Written request: Return every one of the records below word for word, leaving each line unchanged.

Dataset records:
__________________________________________________

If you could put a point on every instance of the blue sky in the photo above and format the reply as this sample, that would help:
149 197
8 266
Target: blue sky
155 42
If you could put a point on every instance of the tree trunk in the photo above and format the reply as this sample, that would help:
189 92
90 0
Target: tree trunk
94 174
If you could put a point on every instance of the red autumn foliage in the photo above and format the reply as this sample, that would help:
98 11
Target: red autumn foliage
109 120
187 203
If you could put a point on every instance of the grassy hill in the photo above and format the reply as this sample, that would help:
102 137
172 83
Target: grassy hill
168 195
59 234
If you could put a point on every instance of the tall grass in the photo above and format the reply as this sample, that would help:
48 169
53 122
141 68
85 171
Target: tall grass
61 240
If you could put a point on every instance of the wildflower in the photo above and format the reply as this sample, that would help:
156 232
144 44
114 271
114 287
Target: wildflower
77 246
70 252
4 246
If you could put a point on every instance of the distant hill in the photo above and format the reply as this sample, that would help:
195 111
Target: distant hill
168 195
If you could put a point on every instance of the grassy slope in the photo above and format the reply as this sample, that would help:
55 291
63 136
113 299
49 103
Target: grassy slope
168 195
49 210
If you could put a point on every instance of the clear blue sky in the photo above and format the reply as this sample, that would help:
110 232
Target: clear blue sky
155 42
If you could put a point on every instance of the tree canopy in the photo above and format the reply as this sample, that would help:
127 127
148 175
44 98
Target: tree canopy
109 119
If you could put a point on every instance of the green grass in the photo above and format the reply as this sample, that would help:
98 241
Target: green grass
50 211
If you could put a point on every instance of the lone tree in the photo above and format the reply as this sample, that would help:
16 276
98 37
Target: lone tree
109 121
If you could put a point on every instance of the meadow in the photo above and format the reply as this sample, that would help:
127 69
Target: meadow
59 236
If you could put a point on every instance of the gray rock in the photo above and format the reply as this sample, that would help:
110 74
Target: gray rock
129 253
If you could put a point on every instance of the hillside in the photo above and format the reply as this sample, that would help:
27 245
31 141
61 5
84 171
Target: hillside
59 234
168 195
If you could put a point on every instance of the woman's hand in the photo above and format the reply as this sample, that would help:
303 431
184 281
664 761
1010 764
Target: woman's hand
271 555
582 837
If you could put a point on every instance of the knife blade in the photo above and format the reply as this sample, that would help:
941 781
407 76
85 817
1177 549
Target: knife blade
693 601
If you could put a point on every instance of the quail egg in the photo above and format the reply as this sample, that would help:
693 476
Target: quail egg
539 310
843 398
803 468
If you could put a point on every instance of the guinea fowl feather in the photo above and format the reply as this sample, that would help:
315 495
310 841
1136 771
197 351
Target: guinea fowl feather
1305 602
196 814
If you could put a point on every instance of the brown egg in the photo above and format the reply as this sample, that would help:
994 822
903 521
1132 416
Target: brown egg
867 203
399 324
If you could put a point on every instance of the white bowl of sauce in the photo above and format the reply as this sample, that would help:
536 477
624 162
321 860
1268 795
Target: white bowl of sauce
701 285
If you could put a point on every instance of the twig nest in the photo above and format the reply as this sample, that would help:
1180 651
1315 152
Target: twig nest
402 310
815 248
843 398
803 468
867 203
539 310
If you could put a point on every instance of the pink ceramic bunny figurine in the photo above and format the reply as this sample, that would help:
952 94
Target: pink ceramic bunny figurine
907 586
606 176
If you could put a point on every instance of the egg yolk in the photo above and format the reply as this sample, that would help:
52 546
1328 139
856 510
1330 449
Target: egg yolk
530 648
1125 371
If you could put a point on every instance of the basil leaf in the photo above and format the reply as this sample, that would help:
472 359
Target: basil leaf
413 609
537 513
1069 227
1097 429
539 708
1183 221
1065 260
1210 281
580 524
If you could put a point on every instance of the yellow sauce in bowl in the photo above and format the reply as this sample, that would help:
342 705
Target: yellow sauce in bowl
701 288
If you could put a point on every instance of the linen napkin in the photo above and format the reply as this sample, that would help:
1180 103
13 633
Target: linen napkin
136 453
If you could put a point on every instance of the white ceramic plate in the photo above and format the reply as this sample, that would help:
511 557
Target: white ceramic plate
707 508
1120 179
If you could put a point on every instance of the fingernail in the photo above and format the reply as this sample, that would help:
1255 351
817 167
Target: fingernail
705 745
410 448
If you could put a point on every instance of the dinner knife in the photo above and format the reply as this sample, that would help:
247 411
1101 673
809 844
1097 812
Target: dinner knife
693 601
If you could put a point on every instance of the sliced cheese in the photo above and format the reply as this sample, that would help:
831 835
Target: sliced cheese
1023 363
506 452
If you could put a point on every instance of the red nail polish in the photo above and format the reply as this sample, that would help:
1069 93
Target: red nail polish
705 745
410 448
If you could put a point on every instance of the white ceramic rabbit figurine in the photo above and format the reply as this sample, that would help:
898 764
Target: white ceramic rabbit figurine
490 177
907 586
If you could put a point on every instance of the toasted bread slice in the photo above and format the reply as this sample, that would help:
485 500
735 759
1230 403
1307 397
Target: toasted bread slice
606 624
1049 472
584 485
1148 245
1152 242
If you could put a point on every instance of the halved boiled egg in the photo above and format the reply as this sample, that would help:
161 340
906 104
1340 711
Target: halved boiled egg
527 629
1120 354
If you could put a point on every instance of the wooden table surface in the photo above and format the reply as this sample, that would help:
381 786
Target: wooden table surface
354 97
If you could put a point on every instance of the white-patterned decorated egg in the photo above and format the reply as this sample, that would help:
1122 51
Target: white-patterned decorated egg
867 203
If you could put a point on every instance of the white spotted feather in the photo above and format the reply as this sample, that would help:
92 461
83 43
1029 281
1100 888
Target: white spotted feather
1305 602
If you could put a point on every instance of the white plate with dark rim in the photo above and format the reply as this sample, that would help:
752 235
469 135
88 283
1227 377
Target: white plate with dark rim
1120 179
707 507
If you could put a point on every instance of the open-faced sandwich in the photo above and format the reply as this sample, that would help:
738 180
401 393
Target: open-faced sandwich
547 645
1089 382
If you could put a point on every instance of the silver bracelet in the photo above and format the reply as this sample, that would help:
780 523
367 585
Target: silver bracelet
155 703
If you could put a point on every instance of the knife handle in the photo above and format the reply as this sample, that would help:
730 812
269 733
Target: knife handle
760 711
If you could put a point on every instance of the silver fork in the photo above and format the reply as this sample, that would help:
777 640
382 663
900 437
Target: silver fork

__________________________________________________

Complete response:
If you could put a point on every instance of the blue sky in the photo above and format the reply as this sample, that would help:
149 197
8 266
Target: blue sky
155 42
If you could put a point on every instance of the tree trunk in the photo above and format the reply as this sample, that would help:
189 92
90 0
Target: tree trunk
94 174
If you could put a point on every instance of the red autumn foliage in the photo above and format the reply as this sample, that would help:
98 11
Target: red autumn foliage
109 120
187 203
If you could put a point on every instance of the grassy hill in the photo above and format the reply as this sample, that would help:
102 137
172 83
Target: grassy hill
168 195
59 234
If you could put a point on every instance of the tall grass in the photo above and format the reply as this sample, that would help:
48 169
53 122
141 68
85 171
Target: tall grass
61 240
If you could put a point on every instance of the wildflower in the photo above and format the reply as this sample, that would help:
156 232
144 44
114 271
114 287
Target: wildflower
77 246
70 252
4 246
If you could put a point on every instance of the distant hill in the photo above and format the reply as this sample, that would help:
195 111
Target: distant hill
168 195
If you could put a point on every instance of the grassy slope in the photo above and format the reply as this sample, that would help:
55 291
63 136
113 299
49 103
Target: grassy slope
168 195
49 210
If you could put a point on every instance of the clear blue sky in the photo above and format the reply as this sample, that would help:
110 232
Target: clear blue sky
155 42
If you could put a point on every instance of the tree canopy in the photo above and format the reply as this sample, that would help:
127 127
148 175
44 98
Target: tree canopy
109 119
If you could put a point on every instance of the green grass in the photo above and format the reply as this sample, that would help:
98 241
Target: green grass
50 211
If you could put a point on every instance of the lone tree in the photo above and format the reply as this sample, that would help:
16 276
98 37
Target: lone tree
109 121
If you could put a point on every instance of the meadow in the photo above and format the reply as this sample, that would help:
127 69
Target: meadow
59 236
If you could put a point on every instance of the gray rock in the photo above and format the reply as this sample, that would help:
110 74
Target: gray rock
129 253
If you could put a point on every instance of the hillside in the photo above and format the reply as this sample, that would help:
27 245
31 141
61 5
84 171
Target: hillside
59 234
168 195
If you could put a point on every instance of the woman's hand in the photo above and format the reply as this sample, that would help:
303 431
184 281
664 761
1010 764
Target: woman's hand
271 555
582 837
If you could put a point on every instance of the knife blade in the photo above and format the reply as this sample, that would help:
941 781
407 76
85 817
1177 549
Target: knife blade
693 601
If you could put a point on every instance of the quail egg in the photo above and format the reply as this sample, that would help:
693 476
Target: quail egg
539 310
843 398
803 468
If you could put a point on every instance of the guinea fowl feather in the photo above and format the reply as this sample, that would help:
315 495
310 841
1136 771
197 351
Target: guinea fowl feather
1305 602
196 814
If you could put a point on every instance of the brown egg in the photo above and format the reply as this sample, that would help:
994 822
903 521
1132 416
Target: brown egg
867 203
399 324
If you could put a point on every instance of the white bowl of sauce in the photo above and format the reply as this sample, that would help:
536 477
624 162
321 860
1268 795
Target: white bowl of sauce
701 285
If you could put a point on every instance of the twig nest in the photo above and format the reply as this sample, that would help:
1180 651
1315 152
Target: twig nest
402 310
815 248
843 398
803 468
867 203
539 310
If you could put a point on every instance of the pink ceramic bunny figurine in the photo above and format the reply as this sample, that would help:
952 94
Target: pink ceramic bunny figurine
907 586
606 176
If you could put a point on every instance of the egg yolk in the photo above and format the reply as this sample, that would help:
52 546
1328 139
856 510
1330 449
Target: egg yolk
530 648
1125 371
If you could put a point on every instance of the basil leaf in the photo above and format the reply as this sample, that would help:
472 359
Target: basil leaf
413 609
537 513
1069 227
1097 429
539 708
1183 221
1065 260
1210 281
580 524
If you could put a point on every instance of the yellow sauce in bowl in the photo above and format the reply as this sample, that would help:
342 705
Target: yellow sauce in bowl
701 288
If you could put a point on every instance of the linen napkin in the photo above and format the reply as this sample, that would help:
1180 103
13 633
Target: linen napkin
136 453
If you could put a point on every instance of the white ceramic plate in the photo above and format the reply as this sample, that would help:
511 557
Target: white ceramic plate
707 508
1120 179
If you could put a point on every instance of the fingernail in the photo above and format the reply as this sample, that would help:
1255 351
817 167
Target: fingernail
705 745
410 448
If you could put a point on every instance of the dinner knife in the photo above and format the reply as this sample, that would help:
247 411
1101 673
809 844
1097 812
Target: dinner knife
693 601
If you could put a point on every instance of the sliced cheese in the photo above and format the reply as this sample, that would help:
831 835
Target: sliced cheese
1023 363
506 452
If you could put a point on every instance of the red nail polish in the photo above and format the reply as this sample, that would help:
1069 93
Target: red nail polish
705 745
410 448
If you could put a point on every instance of the white ceramic rabbit figurine in the photo above and format the reply as this sample, that would help:
898 764
Target: white ceramic rabbit figurine
490 177
907 586
If you could put a point on every instance of the toasted bread slice in the photo above and format the reply as this sample, that would help:
485 500
735 759
1230 403
1307 397
Target: toasted bread slice
606 624
1049 472
584 485
1148 245
1152 242
If you could put a point on every instance of the halved boiled egg in the photo above and format the reply as this sample, that would help:
161 340
906 104
1340 711
Target: halved boiled egg
527 629
1120 354
If you could put a point on every instance of the wooden table surface in the photo above and format the reply as this sample, that would help:
381 786
Target: wooden table surface
354 97
If you could put a point on every instance of the white-patterned decorated egg in the photo above and format the reply as this sample, that would help:
1122 51
Target: white-patterned decorated egg
867 203
If you could put a point on every instance of the white spotted feather in the photo above and format the reply as this sample, that would help:
92 461
83 43
1029 281
1100 888
Target: white spotted feather
1305 602
If you could put a point on every instance of the white plate with dark rim in the photo above and format the reply as this sample, that would help:
752 235
469 135
88 283
1227 377
Target: white plate with dark rim
1120 179
707 507
If you could put a point on every instance of the open-faced sandwich in the photo above and format the reply as this sample, that would help:
738 180
401 393
Target: open-faced sandwich
547 645
1089 382
If you could put a point on every instance of the silver bracelet in the photo above and format the reply as this sample, that would help:
780 523
367 585
Target: silver bracelet
155 703
If you could put a point on every instance of the knife handle in the photo above and format the reply as this sample, that would help:
730 812
269 733
Target: knife handle
760 711
If you could put a point on every instance of the silver fork in the photo above and format the reply as this sample, that would help:
777 640
382 663
900 437
Target: silver fork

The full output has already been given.